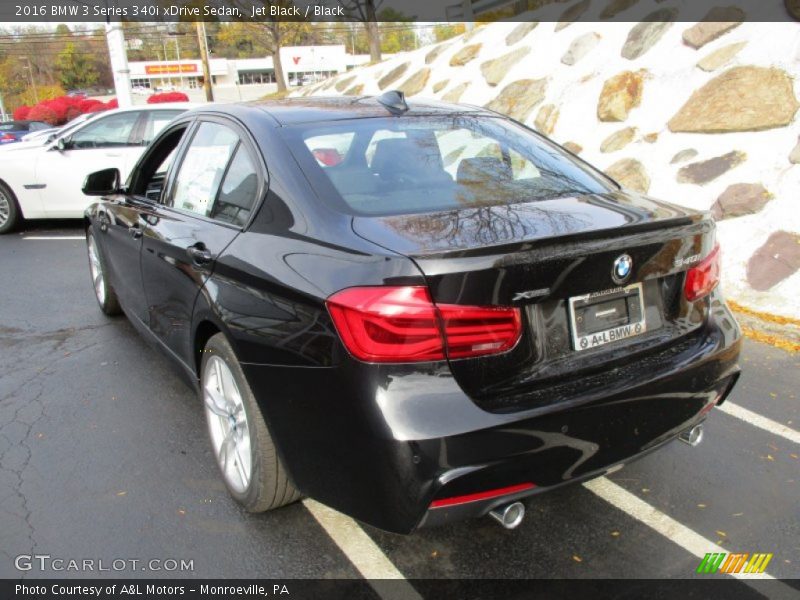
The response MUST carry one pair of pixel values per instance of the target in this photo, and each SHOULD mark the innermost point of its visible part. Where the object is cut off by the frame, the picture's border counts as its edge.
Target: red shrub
(21, 113)
(96, 107)
(72, 112)
(168, 97)
(84, 104)
(41, 112)
(59, 106)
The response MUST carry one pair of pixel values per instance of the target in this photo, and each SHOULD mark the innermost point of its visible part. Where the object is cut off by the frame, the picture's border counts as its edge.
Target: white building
(301, 64)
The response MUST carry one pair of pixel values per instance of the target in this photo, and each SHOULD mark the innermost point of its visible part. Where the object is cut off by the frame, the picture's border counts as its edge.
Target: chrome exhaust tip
(693, 436)
(510, 515)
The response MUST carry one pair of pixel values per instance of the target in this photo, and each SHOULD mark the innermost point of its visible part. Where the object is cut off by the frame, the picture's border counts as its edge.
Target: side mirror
(102, 183)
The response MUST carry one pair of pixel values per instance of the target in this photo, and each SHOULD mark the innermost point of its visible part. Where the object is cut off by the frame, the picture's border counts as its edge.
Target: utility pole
(33, 83)
(203, 42)
(115, 38)
(469, 15)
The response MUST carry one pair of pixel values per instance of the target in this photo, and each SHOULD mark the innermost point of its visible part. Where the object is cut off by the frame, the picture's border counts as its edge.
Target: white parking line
(640, 510)
(764, 423)
(363, 553)
(54, 237)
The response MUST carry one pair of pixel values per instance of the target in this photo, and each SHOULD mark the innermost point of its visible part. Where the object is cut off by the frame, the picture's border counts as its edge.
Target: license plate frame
(612, 334)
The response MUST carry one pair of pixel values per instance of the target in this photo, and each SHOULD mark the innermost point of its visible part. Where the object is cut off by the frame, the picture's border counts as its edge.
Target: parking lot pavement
(103, 455)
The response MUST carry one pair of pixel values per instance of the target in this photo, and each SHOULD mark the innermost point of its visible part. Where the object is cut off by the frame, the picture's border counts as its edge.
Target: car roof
(291, 111)
(157, 106)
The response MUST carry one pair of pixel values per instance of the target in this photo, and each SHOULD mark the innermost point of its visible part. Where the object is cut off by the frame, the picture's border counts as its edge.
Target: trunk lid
(554, 260)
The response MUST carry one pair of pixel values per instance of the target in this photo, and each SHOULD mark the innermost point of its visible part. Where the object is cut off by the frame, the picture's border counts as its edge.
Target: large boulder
(520, 31)
(435, 52)
(620, 94)
(644, 35)
(573, 147)
(519, 98)
(773, 262)
(546, 119)
(683, 156)
(496, 69)
(618, 140)
(466, 54)
(416, 83)
(580, 47)
(704, 171)
(343, 84)
(454, 93)
(740, 99)
(630, 173)
(740, 199)
(393, 75)
(355, 90)
(720, 58)
(718, 21)
(794, 155)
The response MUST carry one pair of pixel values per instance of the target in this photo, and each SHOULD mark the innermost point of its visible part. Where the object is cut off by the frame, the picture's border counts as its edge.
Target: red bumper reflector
(487, 495)
(703, 278)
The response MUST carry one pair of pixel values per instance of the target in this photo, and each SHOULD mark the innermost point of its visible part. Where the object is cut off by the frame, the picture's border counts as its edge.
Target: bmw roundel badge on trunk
(623, 267)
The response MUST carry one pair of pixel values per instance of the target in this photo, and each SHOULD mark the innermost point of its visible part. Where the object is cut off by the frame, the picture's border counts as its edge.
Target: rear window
(414, 164)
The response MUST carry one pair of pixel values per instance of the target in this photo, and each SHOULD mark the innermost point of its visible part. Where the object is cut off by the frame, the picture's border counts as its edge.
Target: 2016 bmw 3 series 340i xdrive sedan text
(411, 312)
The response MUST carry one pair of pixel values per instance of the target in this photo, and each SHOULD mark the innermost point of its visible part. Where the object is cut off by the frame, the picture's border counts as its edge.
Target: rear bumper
(382, 442)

=-=-=

WHAT YOU WILL DO:
Retype, without any change, every line from the one with "Target: rear window" to the bottom of the listing.

TASK SOLUTION:
Target: rear window
(414, 164)
The response MUST carry one pair of pixel values per instance of the target in this photo, and each SHOULD mark the innermost point of its visible part. Where the object is cut off by the frame, the picture's border counts as its edge.
Target: 2016 bmw 3 series 340i xdrive sedan text
(411, 312)
The response MUST carry one pair of pixel values per instance of the target in this photo, and each SHOULD mark the innermost point of its visible part. Where the object is cut off by the frame, the picture's border counts as its edge.
Target: rear bumper
(382, 442)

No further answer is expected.